__Work to complete__: Rewrite the stretch from the start of the material through the line containing "POLYGON ((666 489, 675", replacing "holiday wreath" with "festive wreath" and changing nothing else. Leave the pictures out.
━━ Material supplied ━━
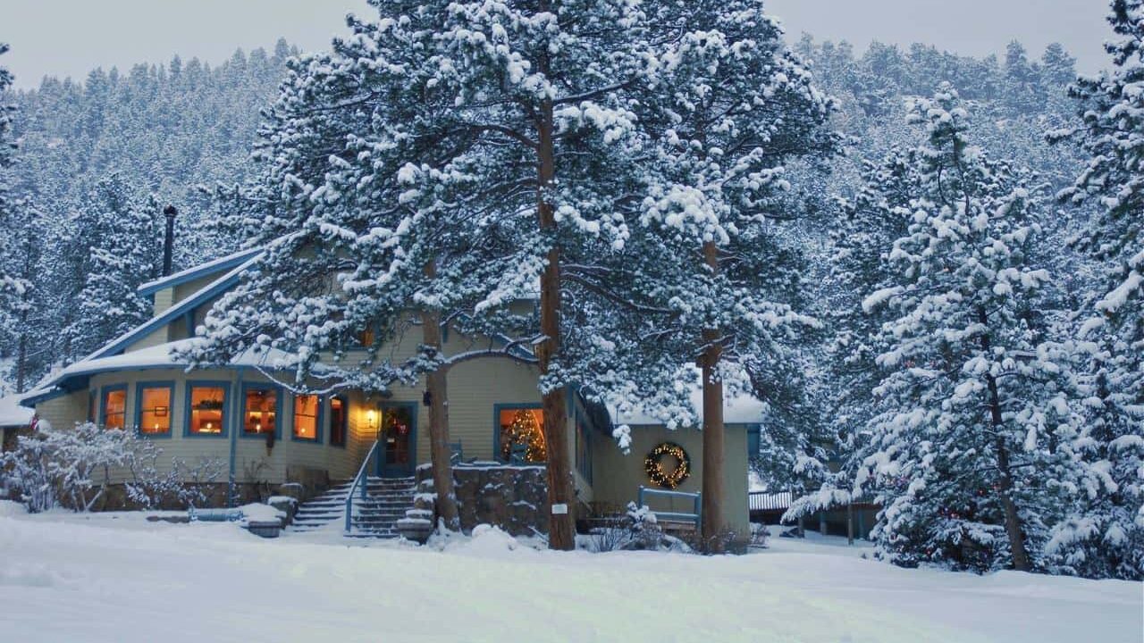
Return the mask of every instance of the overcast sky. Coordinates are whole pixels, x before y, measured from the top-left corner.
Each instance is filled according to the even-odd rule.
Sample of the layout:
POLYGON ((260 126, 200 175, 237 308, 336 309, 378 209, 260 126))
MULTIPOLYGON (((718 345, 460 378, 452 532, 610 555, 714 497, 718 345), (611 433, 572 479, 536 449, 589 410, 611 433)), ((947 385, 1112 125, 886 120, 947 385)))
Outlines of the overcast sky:
MULTIPOLYGON (((654 1, 654 0, 645 0, 654 1)), ((792 38, 920 41, 967 55, 1001 53, 1017 39, 1039 56, 1059 41, 1081 71, 1106 65, 1105 0, 769 0, 792 38)), ((17 87, 43 76, 82 78, 95 66, 127 69, 174 54, 221 62, 285 37, 303 49, 325 48, 344 32, 348 11, 368 16, 365 0, 0 0, 0 64, 17 87)))

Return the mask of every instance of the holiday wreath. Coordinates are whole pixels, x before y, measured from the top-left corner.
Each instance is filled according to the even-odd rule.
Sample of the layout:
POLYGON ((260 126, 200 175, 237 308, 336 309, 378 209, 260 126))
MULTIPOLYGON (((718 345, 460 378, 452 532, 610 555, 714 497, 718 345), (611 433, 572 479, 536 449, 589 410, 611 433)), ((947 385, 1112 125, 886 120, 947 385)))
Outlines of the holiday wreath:
POLYGON ((666 489, 675 489, 691 475, 691 458, 688 458, 688 452, 678 444, 665 442, 652 448, 648 458, 644 458, 644 470, 648 471, 648 477, 651 478, 651 482, 657 485, 666 489), (675 466, 675 470, 667 471, 664 469, 665 455, 676 459, 678 463, 675 466))

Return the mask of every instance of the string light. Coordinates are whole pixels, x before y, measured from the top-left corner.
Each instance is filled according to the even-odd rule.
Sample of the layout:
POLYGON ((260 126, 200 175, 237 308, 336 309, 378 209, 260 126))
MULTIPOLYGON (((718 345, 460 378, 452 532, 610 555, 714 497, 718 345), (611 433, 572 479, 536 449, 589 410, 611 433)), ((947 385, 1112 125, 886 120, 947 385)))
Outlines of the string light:
POLYGON ((545 446, 545 431, 540 428, 535 414, 522 408, 513 416, 513 422, 505 428, 505 454, 513 452, 513 445, 525 445, 524 459, 529 462, 545 462, 548 450, 545 446))
POLYGON ((644 470, 648 471, 648 477, 651 482, 658 486, 675 489, 691 475, 691 458, 688 457, 688 452, 678 444, 664 442, 656 446, 656 448, 652 448, 648 458, 644 458, 644 470), (670 455, 678 462, 672 473, 667 473, 664 469, 662 462, 665 455, 670 455))

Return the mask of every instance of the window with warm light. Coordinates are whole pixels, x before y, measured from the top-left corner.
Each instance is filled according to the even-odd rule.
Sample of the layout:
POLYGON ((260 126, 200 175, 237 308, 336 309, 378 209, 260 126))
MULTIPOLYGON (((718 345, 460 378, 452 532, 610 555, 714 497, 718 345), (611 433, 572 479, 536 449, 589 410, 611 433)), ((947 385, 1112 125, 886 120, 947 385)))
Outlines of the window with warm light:
POLYGON ((503 462, 547 462, 545 414, 540 407, 499 408, 500 458, 503 462))
POLYGON ((248 388, 243 397, 243 434, 259 436, 278 432, 278 391, 248 388))
POLYGON ((373 341, 375 339, 376 335, 374 335, 373 328, 366 328, 358 332, 358 343, 362 344, 363 348, 370 348, 373 346, 373 341))
POLYGON ((140 384, 136 389, 138 404, 138 429, 143 435, 170 435, 170 403, 174 384, 140 384))
POLYGON ((318 439, 318 405, 316 395, 294 396, 294 438, 318 439))
POLYGON ((105 429, 122 429, 127 426, 127 387, 105 387, 100 423, 105 429))
POLYGON ((210 384, 188 384, 186 434, 222 435, 225 427, 227 388, 210 384))
POLYGON ((329 398, 329 444, 334 446, 345 446, 349 407, 344 397, 329 398))

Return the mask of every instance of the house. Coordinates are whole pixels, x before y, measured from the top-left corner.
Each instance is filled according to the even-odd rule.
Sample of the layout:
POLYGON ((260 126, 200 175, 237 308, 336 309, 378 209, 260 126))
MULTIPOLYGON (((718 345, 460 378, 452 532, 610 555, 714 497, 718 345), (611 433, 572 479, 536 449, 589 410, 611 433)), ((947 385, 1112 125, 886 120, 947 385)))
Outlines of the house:
MULTIPOLYGON (((260 487, 288 482, 318 486, 352 481, 359 470, 382 478, 408 479, 428 463, 428 413, 423 387, 396 387, 388 395, 342 390, 301 395, 275 382, 273 351, 241 355, 225 367, 186 370, 172 350, 193 339, 213 303, 238 284, 257 260, 244 251, 176 272, 140 287, 154 316, 110 341, 85 359, 53 375, 24 397, 41 421, 61 428, 90 420, 108 428, 137 431, 161 443, 165 462, 214 461, 225 471, 225 491, 216 502, 248 500, 260 487), (376 442, 376 448, 374 444, 376 442), (374 453, 371 462, 364 462, 374 453), (315 481, 321 481, 315 483, 315 481)), ((444 351, 453 355, 488 338, 470 338, 445 328, 444 351)), ((403 359, 420 338, 400 338, 383 349, 403 359)), ((448 374, 451 442, 466 461, 542 463, 543 416, 535 366, 502 357, 483 357, 453 366, 448 374), (513 445, 523 445, 514 450, 513 445)), ((697 407, 700 405, 697 404, 697 407)), ((668 430, 652 418, 612 418, 607 410, 570 392, 570 453, 574 454, 578 515, 623 508, 641 485, 653 486, 645 458, 664 443, 683 448, 691 475, 680 491, 700 491, 701 434, 668 430), (633 445, 625 455, 612 438, 613 421, 631 424, 633 445)), ((745 534, 747 519, 747 429, 761 405, 728 405, 725 515, 745 534)), ((668 458, 667 460, 673 460, 668 458)), ((674 462, 665 463, 674 468, 674 462)), ((112 473, 122 483, 127 473, 112 473)), ((320 491, 320 489, 318 490, 320 491)), ((678 510, 665 500, 664 510, 678 510)), ((659 507, 653 507, 659 508, 659 507)))
POLYGON ((16 437, 32 428, 35 413, 21 405, 22 396, 0 397, 0 452, 16 447, 16 437))

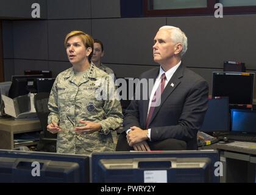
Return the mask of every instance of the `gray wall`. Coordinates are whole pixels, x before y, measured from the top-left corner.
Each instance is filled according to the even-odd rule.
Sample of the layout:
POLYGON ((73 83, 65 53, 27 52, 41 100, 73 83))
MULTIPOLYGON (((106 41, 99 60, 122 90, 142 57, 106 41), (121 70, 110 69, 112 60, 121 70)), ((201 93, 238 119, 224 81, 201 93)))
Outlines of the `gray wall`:
MULTIPOLYGON (((180 27, 186 33, 188 49, 183 62, 204 77, 210 88, 212 72, 221 71, 224 60, 244 62, 248 71, 256 72, 256 14, 218 19, 213 16, 121 18, 119 0, 41 2, 47 5, 47 20, 4 21, 6 80, 25 69, 50 69, 55 76, 70 67, 63 42, 71 30, 84 30, 104 42, 103 62, 117 77, 138 77, 157 66, 152 56, 153 39, 157 29, 166 24, 180 27)), ((29 16, 23 10, 11 15, 2 10, 0 6, 2 18, 29 16)))

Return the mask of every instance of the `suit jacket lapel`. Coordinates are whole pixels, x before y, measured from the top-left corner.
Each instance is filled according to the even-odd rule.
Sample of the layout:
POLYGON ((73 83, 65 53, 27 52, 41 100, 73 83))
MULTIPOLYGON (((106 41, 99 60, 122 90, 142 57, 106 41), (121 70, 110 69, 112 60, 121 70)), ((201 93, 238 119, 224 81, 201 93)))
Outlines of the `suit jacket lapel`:
POLYGON ((170 80, 169 80, 168 83, 165 87, 165 90, 163 90, 163 93, 161 95, 161 104, 159 106, 156 107, 155 109, 154 110, 153 115, 151 117, 151 121, 149 122, 149 124, 151 124, 151 121, 154 119, 154 118, 157 116, 157 113, 158 112, 159 110, 161 108, 163 104, 165 103, 167 98, 169 96, 170 96, 171 93, 180 83, 180 78, 183 77, 183 67, 182 63, 180 64, 178 69, 176 70, 176 71, 174 73, 172 77, 171 78, 170 80))
MULTIPOLYGON (((152 87, 150 88, 149 87, 149 79, 154 79, 154 83, 155 83, 155 80, 157 79, 157 77, 159 74, 159 71, 160 69, 155 69, 155 71, 154 71, 154 73, 149 76, 146 79, 148 80, 148 98, 146 99, 146 100, 144 100, 143 101, 143 127, 146 127, 146 121, 147 119, 147 116, 148 116, 148 108, 149 108, 149 98, 150 98, 150 96, 151 94, 151 92, 152 92, 152 90, 153 89, 153 86, 151 86, 152 87)), ((143 95, 142 94, 143 91, 141 90, 141 95, 143 95)))

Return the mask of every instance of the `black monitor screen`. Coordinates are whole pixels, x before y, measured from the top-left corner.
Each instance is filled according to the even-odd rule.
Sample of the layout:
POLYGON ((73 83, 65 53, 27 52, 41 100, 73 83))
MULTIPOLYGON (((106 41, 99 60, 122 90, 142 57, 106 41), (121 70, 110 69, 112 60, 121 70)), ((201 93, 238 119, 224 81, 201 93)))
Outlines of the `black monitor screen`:
POLYGON ((92 182, 218 182, 216 151, 93 153, 92 182))
POLYGON ((0 182, 90 182, 89 163, 85 155, 0 150, 0 182))
POLYGON ((213 73, 213 96, 228 96, 230 104, 252 104, 254 73, 213 73))
POLYGON ((25 70, 24 71, 24 74, 25 75, 43 74, 44 78, 52 77, 52 71, 51 71, 25 70))
POLYGON ((208 108, 200 131, 204 132, 229 131, 229 98, 213 98, 208 101, 208 108))
POLYGON ((55 78, 39 78, 36 79, 37 93, 50 93, 55 78))
POLYGON ((12 77, 12 85, 10 88, 9 96, 15 98, 20 96, 35 91, 35 79, 42 78, 43 74, 38 75, 15 75, 12 77))
POLYGON ((231 110, 231 132, 256 134, 256 111, 231 110))

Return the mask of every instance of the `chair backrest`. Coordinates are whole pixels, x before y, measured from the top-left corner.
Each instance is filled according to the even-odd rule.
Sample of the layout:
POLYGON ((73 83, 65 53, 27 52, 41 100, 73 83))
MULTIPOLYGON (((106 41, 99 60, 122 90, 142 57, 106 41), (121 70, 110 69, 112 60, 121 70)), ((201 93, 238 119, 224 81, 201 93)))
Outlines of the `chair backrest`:
POLYGON ((48 109, 49 93, 38 93, 35 95, 34 103, 37 116, 40 121, 41 127, 43 130, 43 138, 57 138, 57 134, 52 134, 47 130, 48 118, 50 113, 48 109))

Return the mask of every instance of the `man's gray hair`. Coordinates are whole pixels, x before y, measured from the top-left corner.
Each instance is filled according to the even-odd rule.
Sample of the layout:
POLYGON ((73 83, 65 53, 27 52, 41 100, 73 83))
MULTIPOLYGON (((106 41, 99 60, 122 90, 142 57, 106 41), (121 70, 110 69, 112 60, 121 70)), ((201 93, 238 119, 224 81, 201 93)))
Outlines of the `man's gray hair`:
POLYGON ((171 38, 172 41, 174 44, 180 43, 182 45, 180 55, 184 55, 188 49, 188 38, 185 33, 179 28, 172 26, 163 26, 159 29, 168 29, 172 32, 171 38))

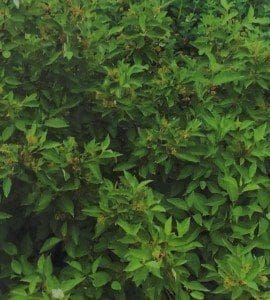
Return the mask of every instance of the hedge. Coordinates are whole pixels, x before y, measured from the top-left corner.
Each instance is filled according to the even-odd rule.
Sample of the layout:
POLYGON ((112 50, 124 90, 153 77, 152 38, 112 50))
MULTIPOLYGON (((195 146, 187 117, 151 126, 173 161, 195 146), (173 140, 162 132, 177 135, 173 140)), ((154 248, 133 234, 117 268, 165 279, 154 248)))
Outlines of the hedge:
POLYGON ((1 299, 270 299, 269 24, 0 2, 1 299))

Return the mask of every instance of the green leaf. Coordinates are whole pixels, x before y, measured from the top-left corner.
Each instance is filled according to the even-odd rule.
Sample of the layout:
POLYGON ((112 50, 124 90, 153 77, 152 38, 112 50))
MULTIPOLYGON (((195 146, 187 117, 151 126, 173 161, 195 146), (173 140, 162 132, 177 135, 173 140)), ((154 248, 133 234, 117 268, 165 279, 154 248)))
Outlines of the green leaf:
POLYGON ((104 286, 111 280, 111 276, 106 272, 97 272, 91 275, 91 278, 93 280, 93 286, 96 288, 104 286))
POLYGON ((166 235, 170 235, 172 232, 172 217, 170 217, 164 225, 164 232, 166 235))
POLYGON ((16 8, 20 8, 20 0, 13 0, 13 3, 16 6, 16 8))
POLYGON ((220 0, 220 4, 228 11, 231 8, 231 4, 227 0, 220 0))
POLYGON ((10 193, 11 185, 12 185, 11 179, 9 177, 5 177, 3 179, 3 192, 6 198, 10 193))
POLYGON ((2 132, 2 140, 3 142, 6 142, 13 134, 14 132, 14 126, 8 126, 6 127, 2 132))
POLYGON ((184 236, 188 232, 189 226, 190 226, 190 218, 186 218, 181 223, 177 222, 178 236, 179 237, 184 236))
POLYGON ((239 189, 237 181, 232 176, 225 176, 223 179, 225 188, 229 194, 229 197, 232 201, 236 201, 239 197, 239 189))
POLYGON ((22 273, 22 266, 21 266, 20 262, 18 262, 15 259, 13 259, 11 261, 11 269, 16 274, 21 274, 22 273))
POLYGON ((121 284, 119 281, 113 281, 111 284, 111 288, 115 291, 120 291, 121 290, 121 284))
POLYGON ((214 77, 213 84, 221 85, 221 84, 229 83, 229 82, 237 82, 239 80, 242 80, 242 78, 243 78, 243 76, 241 76, 238 73, 233 73, 230 71, 222 71, 214 77))
POLYGON ((11 53, 10 53, 10 51, 5 50, 5 51, 2 52, 2 55, 3 55, 4 58, 9 58, 11 53))
POLYGON ((141 268, 143 265, 139 260, 132 260, 129 262, 129 264, 127 265, 127 267, 125 268, 126 272, 134 272, 135 270, 141 268))
POLYGON ((63 199, 61 202, 61 207, 64 212, 69 213, 70 215, 72 215, 72 217, 74 217, 74 204, 71 199, 63 199))
POLYGON ((75 286, 77 286, 82 281, 84 281, 84 279, 85 279, 84 277, 83 278, 79 277, 79 278, 65 280, 61 283, 61 288, 64 292, 69 292, 73 288, 75 288, 75 286))
POLYGON ((46 252, 48 250, 51 250, 60 241, 61 241, 61 239, 59 239, 57 237, 52 237, 52 238, 47 239, 45 241, 45 243, 43 244, 43 246, 41 247, 40 253, 46 252))
POLYGON ((119 225, 127 234, 130 234, 132 236, 136 236, 138 231, 141 228, 141 224, 128 224, 126 221, 119 219, 116 222, 117 225, 119 225))
POLYGON ((11 217, 12 217, 12 215, 10 215, 8 213, 5 213, 3 211, 0 211, 0 220, 6 220, 6 219, 9 219, 11 217))
POLYGON ((48 205, 52 201, 52 195, 51 193, 45 192, 40 196, 36 211, 40 212, 48 207, 48 205))
POLYGON ((51 128, 65 128, 65 127, 68 127, 68 124, 66 123, 66 121, 64 119, 60 119, 60 118, 49 119, 49 120, 45 121, 45 125, 47 127, 51 127, 51 128))
POLYGON ((11 242, 2 242, 2 249, 8 255, 16 255, 18 253, 17 247, 11 242))
POLYGON ((260 127, 254 129, 255 143, 260 142, 264 138, 265 131, 266 131, 266 124, 263 124, 260 127))
POLYGON ((197 299, 197 300, 204 299, 204 294, 202 292, 195 291, 195 292, 191 292, 190 295, 193 299, 197 299))

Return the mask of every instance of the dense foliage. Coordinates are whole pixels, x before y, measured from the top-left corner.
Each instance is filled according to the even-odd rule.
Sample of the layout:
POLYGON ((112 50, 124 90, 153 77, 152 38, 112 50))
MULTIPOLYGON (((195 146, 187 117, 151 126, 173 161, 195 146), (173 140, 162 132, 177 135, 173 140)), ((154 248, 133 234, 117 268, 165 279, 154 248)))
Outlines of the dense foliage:
POLYGON ((1 299, 270 299, 269 23, 0 2, 1 299))

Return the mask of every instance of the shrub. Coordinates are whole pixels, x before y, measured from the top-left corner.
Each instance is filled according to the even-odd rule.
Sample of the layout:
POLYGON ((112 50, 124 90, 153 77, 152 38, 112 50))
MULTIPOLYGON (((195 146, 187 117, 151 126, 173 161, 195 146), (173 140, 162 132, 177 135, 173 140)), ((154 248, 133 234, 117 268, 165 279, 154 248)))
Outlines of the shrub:
POLYGON ((1 299, 270 298, 269 20, 1 1, 1 299))

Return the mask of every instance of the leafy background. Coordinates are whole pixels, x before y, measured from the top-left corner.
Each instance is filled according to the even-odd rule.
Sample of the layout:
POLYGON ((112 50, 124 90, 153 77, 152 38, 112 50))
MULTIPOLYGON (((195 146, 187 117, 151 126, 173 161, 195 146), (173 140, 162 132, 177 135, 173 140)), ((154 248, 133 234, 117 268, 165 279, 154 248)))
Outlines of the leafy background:
POLYGON ((0 2, 1 299, 270 299, 269 23, 0 2))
━━━
__Exercise output__:
Return the mask of every instance of the overcast sky. Coordinates are whole pixels, x before y, measured from the top-left corner.
Each instance is filled according to the even-odd rule.
Sample of the layout:
POLYGON ((260 126, 200 175, 237 308, 336 309, 378 209, 260 126))
MULTIPOLYGON (((718 345, 460 378, 452 532, 610 555, 714 497, 718 345), (611 433, 572 479, 536 449, 589 410, 611 433)), ((947 385, 1112 125, 886 120, 947 385)))
Outlines of the overcast sky:
MULTIPOLYGON (((654 1, 654 0, 645 0, 654 1)), ((792 38, 920 41, 967 55, 1001 53, 1017 39, 1039 56, 1059 41, 1081 71, 1106 65, 1105 0, 769 0, 792 38)), ((17 87, 43 76, 82 78, 95 66, 127 69, 174 54, 221 62, 285 37, 303 49, 325 48, 344 32, 348 11, 368 16, 365 0, 0 0, 0 64, 17 87)))

Return the mask of every instance of the festive wreath. Coordinates are whole pixels, x before y, measured from the top-left corner.
Each instance is filled according to the even-odd rule.
Sample of the layout:
POLYGON ((260 126, 200 175, 237 308, 336 309, 378 209, 260 126))
MULTIPOLYGON (((718 345, 460 378, 452 532, 610 555, 714 497, 718 345), (611 433, 572 479, 536 449, 589 410, 611 433)), ((947 385, 1112 125, 886 120, 947 385)))
Outlines of the festive wreath:
POLYGON ((666 489, 675 489, 691 475, 691 458, 688 458, 688 452, 678 444, 665 442, 652 448, 648 458, 644 458, 644 470, 648 471, 648 477, 651 478, 651 482, 657 485, 666 489), (675 466, 675 470, 667 471, 664 469, 665 455, 676 459, 678 463, 675 466))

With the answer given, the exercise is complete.